Work order ▸ Repeat the passage of the news brief about the one-button phone between "The one-button phone" and "(Baltic News Service)", inclusive, word for word.

Selected excerpt ▸
= Beginning of Section =

In Brief - 2003-03-20

  • 2003-03-20

Estonia to show one-touch phone

The manufacturer of GSM-based telephone equipment Oskando has developed a one-button cell phone which the firm will present at the upcoming CeBIT information and telecommunication technologies fair in Hannover.

"We've been working on the one-button cell phone for six months already," manager Andrus Aaslaid said. "Although the first batch of the phones should be ready in the first half of April, we're taking materials introducing the product to the conference and hope we'll manage to conclude preliminary agreements on marketing the phone."

The one-button phone is a small and weatherproof simple device that fits snugly into the palm, whose sole button can either work as a panic button or allow the holder to accept or make a conventional phone call. The new phone is meant primarily for people who need a telephone that is fast and easy to use, Aaslaid said. (Baltic News Service)

= End of Section =

Data extract ▸
= Beginning of Section =

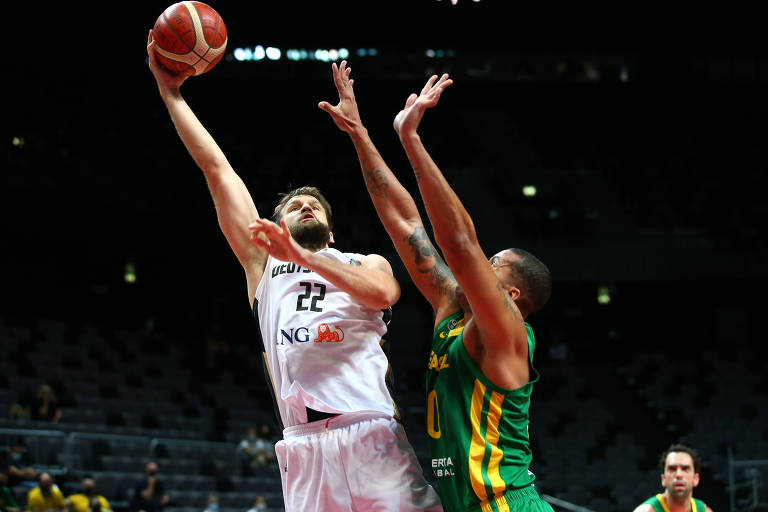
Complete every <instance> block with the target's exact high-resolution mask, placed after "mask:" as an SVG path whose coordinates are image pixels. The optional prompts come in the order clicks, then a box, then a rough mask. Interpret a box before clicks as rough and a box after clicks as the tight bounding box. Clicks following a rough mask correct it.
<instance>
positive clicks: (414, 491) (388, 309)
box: [147, 31, 442, 512]
mask: <svg viewBox="0 0 768 512" xmlns="http://www.w3.org/2000/svg"><path fill="white" fill-rule="evenodd" d="M153 45H154V41H153V38H152V31H150V32H149V36H148V39H147V52H148V55H149V68H150V70H151V72H152V74H153V75H154V78H155V80H156V82H157V86H158V90H159V92H160V97H161V98H162V100H163V103H164V104H165V107H166V108H167V110H168V113H169V114H170V117H171V120H172V121H173V124H174V126H175V128H176V130H177V132H178V134H179V136H180V138H181V140H182V142H183V143H184V145H185V146H186V148H187V150H188V151H189V153H190V155H191V156H192V158H193V159H194V161H195V162H196V163H197V165H198V166H199V167H200V169H201V170H202V171H203V175H204V177H205V179H206V182H207V184H208V187H209V190H210V193H211V195H212V197H213V201H214V205H215V208H216V213H217V215H218V221H219V226H220V228H221V230H222V232H223V233H224V235H225V237H226V239H227V241H228V242H229V245H230V247H231V248H232V250H233V252H234V253H235V255H236V257H237V259H238V261H239V262H240V264H241V265H242V267H243V270H244V271H245V277H246V285H247V293H248V301H249V302H250V304H251V306H252V310H253V312H254V316H255V318H256V321H257V323H258V325H259V332H260V333H261V346H262V349H263V354H264V360H265V363H266V372H267V378H268V381H269V382H270V383H271V390H272V392H273V396H274V398H275V402H276V408H277V414H278V418H279V420H280V421H281V423H282V426H283V428H284V430H283V439H282V440H280V441H278V443H277V445H276V455H277V459H278V463H279V467H280V470H281V471H280V473H281V477H282V486H283V497H284V501H285V508H286V510H287V511H302V512H304V511H318V512H333V511H349V510H353V511H360V512H368V511H402V512H405V511H415V510H442V507H441V506H440V500H439V497H438V496H437V493H436V492H435V490H434V489H432V487H430V486H429V485H428V484H427V482H426V479H425V478H424V475H423V473H422V469H421V466H420V465H419V462H418V459H417V457H416V454H415V452H414V451H413V448H412V447H411V445H410V444H409V442H408V440H407V439H406V436H405V432H404V430H403V427H402V425H401V424H400V423H399V422H398V421H397V419H396V417H395V416H396V407H395V404H394V402H393V400H392V397H391V394H390V392H389V389H388V388H387V383H386V378H387V372H388V370H389V366H388V360H387V357H386V355H385V353H384V351H383V349H382V347H381V344H383V342H384V340H383V335H384V334H385V333H386V331H387V321H386V318H385V311H386V310H389V308H390V307H391V306H392V305H393V304H394V303H395V302H396V301H397V300H398V298H399V295H400V287H399V285H398V283H397V281H396V280H395V278H394V277H393V275H392V269H391V267H390V264H389V263H388V262H387V261H386V259H385V258H383V257H381V256H379V255H376V254H368V255H362V254H357V253H342V252H341V251H338V250H336V249H333V248H331V247H330V244H332V243H333V242H334V238H333V234H332V231H331V228H332V220H331V218H332V217H331V207H330V205H329V204H328V202H327V201H326V200H325V198H324V197H323V195H322V194H321V193H320V191H319V190H318V189H317V188H314V187H302V188H299V189H296V190H294V191H291V192H290V193H287V194H285V195H283V196H282V198H281V200H280V202H279V203H278V205H277V207H276V208H275V211H274V215H273V218H274V219H275V222H272V221H270V220H266V219H263V218H261V217H260V216H259V213H258V212H257V210H256V206H255V204H254V202H253V200H252V197H251V195H250V193H249V191H248V190H247V188H246V186H245V184H244V183H243V181H242V179H241V178H240V177H239V176H238V174H237V173H236V172H235V171H234V169H233V168H232V167H231V166H230V164H229V162H228V161H227V158H226V157H225V155H224V154H223V152H222V151H221V149H220V148H219V146H218V145H217V144H216V142H215V141H214V139H213V137H212V136H211V135H210V133H209V132H208V131H207V130H206V129H205V128H204V126H203V125H202V123H201V122H200V121H199V120H198V118H197V117H196V115H195V114H194V112H193V111H192V109H191V108H190V106H189V105H188V104H187V102H186V100H185V99H184V98H183V97H182V95H181V91H180V87H181V85H182V84H183V82H184V80H185V78H184V77H179V76H175V75H172V74H170V73H168V72H167V71H166V70H165V69H164V68H163V67H162V66H160V65H159V64H158V62H157V60H156V57H155V55H154V51H153V50H152V48H153ZM383 310H384V311H383Z"/></svg>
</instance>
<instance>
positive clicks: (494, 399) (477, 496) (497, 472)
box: [469, 379, 509, 512]
mask: <svg viewBox="0 0 768 512" xmlns="http://www.w3.org/2000/svg"><path fill="white" fill-rule="evenodd" d="M485 392H486V387H485V385H484V384H483V383H482V382H480V381H479V380H478V379H475V387H474V389H473V391H472V405H471V410H470V418H471V420H472V442H471V443H470V446H469V479H470V482H471V484H472V490H473V491H475V495H476V496H477V497H478V499H479V500H480V502H481V508H482V509H483V510H485V507H484V505H488V506H489V507H491V505H490V503H489V501H490V500H491V499H494V496H497V495H499V497H498V498H495V501H496V505H497V507H498V508H499V510H500V511H502V512H504V511H507V510H509V507H508V505H507V501H506V500H505V499H504V496H503V494H504V491H506V489H507V484H506V483H505V482H504V480H503V479H502V478H501V473H500V469H499V468H500V466H501V460H502V459H503V457H504V453H503V452H502V451H501V450H500V449H499V437H500V436H499V423H500V421H501V406H502V404H503V402H504V395H502V394H501V393H497V392H496V391H491V398H490V401H489V404H488V414H487V416H486V418H485V423H486V425H485V427H486V428H485V438H483V435H482V430H481V422H482V415H483V402H484V401H485ZM486 446H489V447H490V459H489V461H488V468H487V469H486V470H485V474H486V476H487V477H488V481H489V482H490V484H491V493H490V494H489V493H488V489H487V487H486V485H485V479H484V478H483V473H484V471H483V460H484V459H485V454H486V451H487V450H486ZM489 510H491V509H490V508H489Z"/></svg>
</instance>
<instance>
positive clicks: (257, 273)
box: [147, 30, 266, 301]
mask: <svg viewBox="0 0 768 512" xmlns="http://www.w3.org/2000/svg"><path fill="white" fill-rule="evenodd" d="M153 46H154V40H153V38H152V31H151V30H150V32H149V36H148V39H147V53H148V55H149V68H150V70H151V71H152V74H153V75H154V77H155V80H156V81H157V87H158V89H159V91H160V97H161V98H162V99H163V102H164V103H165V106H166V108H167V109H168V113H169V114H170V116H171V120H172V121H173V124H174V126H175V127H176V131H177V132H178V134H179V136H180V137H181V140H182V142H183V143H184V145H185V146H186V148H187V150H188V151H189V154H190V155H191V156H192V158H193V159H194V160H195V163H197V165H198V167H200V169H201V170H202V171H203V174H204V175H205V179H206V182H207V183H208V188H209V189H210V192H211V195H212V196H213V201H214V205H215V207H216V214H217V216H218V219H219V226H220V227H221V230H222V232H223V233H224V236H225V237H226V239H227V241H228V242H229V245H230V247H231V248H232V250H233V251H234V253H235V255H236V256H237V259H238V261H239V262H240V264H241V265H242V266H243V268H244V269H245V272H246V275H247V278H248V298H249V300H251V301H252V300H253V296H254V292H255V290H256V286H257V285H258V283H259V280H260V279H261V275H262V274H263V271H264V265H265V262H266V252H265V251H264V250H263V249H261V248H260V247H258V246H256V245H254V244H253V243H251V241H250V231H249V230H248V224H250V223H251V222H253V221H255V220H256V219H258V218H259V214H258V212H257V211H256V206H255V204H254V202H253V198H252V197H251V195H250V193H249V192H248V189H247V188H246V186H245V184H244V183H243V181H242V179H240V177H239V176H238V175H237V173H235V171H234V170H233V169H232V166H231V165H230V164H229V162H228V161H227V158H226V157H225V156H224V153H223V152H222V151H221V149H220V148H219V146H218V144H216V141H215V140H214V139H213V137H212V136H211V134H210V133H209V132H208V131H207V130H206V129H205V127H204V126H203V125H202V123H201V122H200V121H199V120H198V118H197V116H195V114H194V112H193V111H192V109H191V108H190V107H189V105H188V104H187V102H186V101H185V100H184V98H183V97H182V95H181V91H180V87H181V84H182V83H183V82H184V80H185V79H186V77H184V76H177V75H174V74H171V73H169V72H168V71H167V70H165V68H163V66H161V65H160V64H159V63H158V62H157V59H156V56H155V52H154V51H153Z"/></svg>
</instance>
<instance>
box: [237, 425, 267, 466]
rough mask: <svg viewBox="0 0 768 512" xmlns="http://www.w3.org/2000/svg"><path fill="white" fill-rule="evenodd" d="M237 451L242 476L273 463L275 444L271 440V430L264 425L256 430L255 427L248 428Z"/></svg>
mask: <svg viewBox="0 0 768 512" xmlns="http://www.w3.org/2000/svg"><path fill="white" fill-rule="evenodd" d="M237 450H238V456H239V459H240V469H241V471H242V473H243V474H244V475H248V474H251V473H252V470H253V468H254V467H256V466H260V465H263V464H266V463H267V462H270V461H273V460H274V459H275V443H274V441H273V440H272V429H271V428H270V426H269V425H268V424H266V423H264V424H262V425H261V426H260V427H259V428H258V430H257V429H256V427H249V428H248V430H247V431H246V435H245V437H244V438H243V440H242V441H240V444H239V445H238V447H237Z"/></svg>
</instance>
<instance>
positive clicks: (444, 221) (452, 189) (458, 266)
mask: <svg viewBox="0 0 768 512" xmlns="http://www.w3.org/2000/svg"><path fill="white" fill-rule="evenodd" d="M451 83H452V80H450V79H449V78H448V75H447V74H444V75H443V76H442V77H440V79H438V77H437V75H435V76H432V77H431V78H430V79H429V80H428V81H427V83H426V85H424V87H423V89H422V90H421V93H420V94H418V95H417V94H411V95H410V96H409V97H408V100H407V101H406V103H405V108H404V109H403V110H402V111H401V112H400V113H399V114H398V115H397V116H396V117H395V122H394V128H395V131H396V132H397V134H398V136H399V137H400V141H401V143H402V145H403V148H404V149H405V153H406V155H407V156H408V161H409V162H410V163H411V167H413V171H414V173H415V174H416V180H417V182H418V185H419V192H420V193H421V197H422V199H423V200H424V206H425V208H426V210H427V215H429V219H430V221H431V222H432V227H433V229H434V231H435V240H436V241H437V244H438V246H439V247H440V249H441V250H442V251H443V254H444V255H445V260H446V262H447V263H448V265H449V266H450V268H451V270H452V271H453V274H454V276H455V278H456V281H457V283H458V286H459V288H460V292H459V291H458V290H457V293H456V295H457V299H458V301H460V302H461V306H462V309H464V310H465V311H471V318H470V319H469V320H468V321H467V324H466V327H465V329H464V338H463V339H464V346H465V347H466V349H467V352H468V354H469V356H470V357H471V358H472V360H473V361H474V362H475V363H476V364H477V365H478V367H479V368H480V369H481V370H482V372H483V373H484V374H485V375H486V376H487V377H488V378H490V379H491V380H492V381H493V382H495V383H496V384H498V385H500V386H503V387H506V388H511V389H514V388H517V387H519V386H522V385H523V384H525V383H526V382H528V379H529V358H528V340H527V332H526V328H525V323H524V321H523V316H522V314H521V312H520V310H519V309H518V307H517V304H516V303H515V299H517V298H518V297H520V293H521V292H520V288H518V287H517V284H518V283H519V280H517V279H515V276H514V274H513V272H512V270H511V267H512V265H513V264H514V263H515V261H516V259H517V258H519V257H518V256H517V255H516V254H515V253H513V252H512V251H502V252H500V253H499V254H497V255H495V256H494V257H493V258H491V261H489V260H488V258H487V256H486V255H485V253H484V252H483V250H482V248H481V247H480V243H479V241H478V238H477V233H476V231H475V225H474V222H473V221H472V218H471V217H470V216H469V213H468V212H467V210H466V209H465V208H464V205H463V204H462V203H461V200H460V199H459V197H458V196H457V195H456V193H455V192H454V191H453V189H452V188H451V186H450V184H449V183H448V181H447V180H446V179H445V177H444V176H443V174H442V172H441V171H440V169H439V168H438V167H437V165H436V164H435V162H434V161H433V160H432V157H431V156H430V155H429V153H428V152H427V150H426V148H425V147H424V145H423V144H422V141H421V138H420V137H419V135H418V133H417V128H418V126H419V123H420V122H421V119H422V117H423V115H424V112H425V111H426V110H427V109H428V108H432V107H434V106H435V105H437V102H438V100H439V99H440V95H441V94H442V92H443V90H445V88H446V87H448V86H449V85H450V84H451Z"/></svg>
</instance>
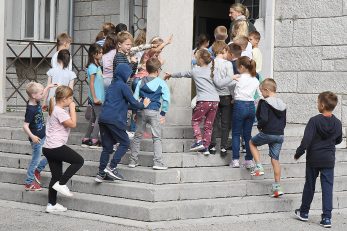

= End of Section =

Solution to the problem ▸
The one-button phone is a small and weatherproof simple device that fits snugly into the palm, whose sole button can either work as a panic button or allow the holder to accept or make a conventional phone call. The new phone is meant primarily for people who need a telephone that is fast and easy to use, Aaslaid said. (Baltic News Service)